[Directions]: Copy the material from the line containing "Practice. Locate the concrete retaining" through the last line, both included and requests kept. Multiply every answer coordinate by 1.95 and round it to a whole number, rounding halves up, but leave the requests and their sample coordinates unchanged.

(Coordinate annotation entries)
════════════════════

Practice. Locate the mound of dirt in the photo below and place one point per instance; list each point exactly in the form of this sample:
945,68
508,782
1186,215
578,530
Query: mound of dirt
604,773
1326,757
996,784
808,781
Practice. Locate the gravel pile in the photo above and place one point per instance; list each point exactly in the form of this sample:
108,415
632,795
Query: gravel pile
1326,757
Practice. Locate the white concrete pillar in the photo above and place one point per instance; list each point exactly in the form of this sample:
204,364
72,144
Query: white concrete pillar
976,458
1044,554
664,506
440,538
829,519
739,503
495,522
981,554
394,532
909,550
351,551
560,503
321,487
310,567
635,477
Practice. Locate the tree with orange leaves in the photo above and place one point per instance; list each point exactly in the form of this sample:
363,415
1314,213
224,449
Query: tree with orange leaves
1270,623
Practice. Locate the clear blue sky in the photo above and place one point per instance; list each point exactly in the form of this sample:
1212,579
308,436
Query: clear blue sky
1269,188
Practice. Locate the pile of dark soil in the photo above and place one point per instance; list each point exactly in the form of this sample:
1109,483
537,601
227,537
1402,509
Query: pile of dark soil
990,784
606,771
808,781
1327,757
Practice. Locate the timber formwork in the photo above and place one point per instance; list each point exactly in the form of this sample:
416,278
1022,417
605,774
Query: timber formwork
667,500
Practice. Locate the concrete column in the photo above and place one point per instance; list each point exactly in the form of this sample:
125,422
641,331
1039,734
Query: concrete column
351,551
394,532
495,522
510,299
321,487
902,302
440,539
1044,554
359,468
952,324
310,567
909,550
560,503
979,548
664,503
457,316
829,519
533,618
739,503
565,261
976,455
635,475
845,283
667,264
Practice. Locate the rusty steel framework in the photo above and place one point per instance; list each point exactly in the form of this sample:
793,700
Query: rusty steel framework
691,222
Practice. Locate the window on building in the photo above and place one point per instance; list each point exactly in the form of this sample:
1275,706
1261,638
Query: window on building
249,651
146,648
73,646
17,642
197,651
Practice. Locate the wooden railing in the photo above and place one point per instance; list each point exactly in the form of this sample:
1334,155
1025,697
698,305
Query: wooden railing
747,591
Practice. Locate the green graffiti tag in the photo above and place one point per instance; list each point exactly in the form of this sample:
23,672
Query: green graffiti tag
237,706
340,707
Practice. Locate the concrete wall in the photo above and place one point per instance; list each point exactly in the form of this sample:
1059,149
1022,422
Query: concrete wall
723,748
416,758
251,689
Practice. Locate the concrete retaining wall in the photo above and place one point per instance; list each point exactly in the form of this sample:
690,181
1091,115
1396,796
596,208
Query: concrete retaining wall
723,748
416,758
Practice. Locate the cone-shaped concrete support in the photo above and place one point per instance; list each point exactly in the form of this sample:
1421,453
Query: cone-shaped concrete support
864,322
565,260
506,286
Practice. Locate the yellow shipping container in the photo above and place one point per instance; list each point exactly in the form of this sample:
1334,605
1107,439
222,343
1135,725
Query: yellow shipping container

════════════════════

[Task answer]:
Practice. Locate the concrete retaining wall in the photo above and place one point per instance; list each point exactly in the form of this sample:
690,181
1091,115
1396,796
596,208
Query: concrete retaining wall
1410,1459
811,1478
Practice. Locate the cone-shaped concrete support in the photo above and place one point per instance; list each point exactly in the form of this sample:
1421,453
Query: cone-shaped concrete support
1685,628
1102,507
987,558
Practice. Locate the yellow shipping container in the photo above and place one point per instance; list each point exactly in the form of this sample:
1334,605
1107,439
222,343
1135,725
Query: yellow shipping container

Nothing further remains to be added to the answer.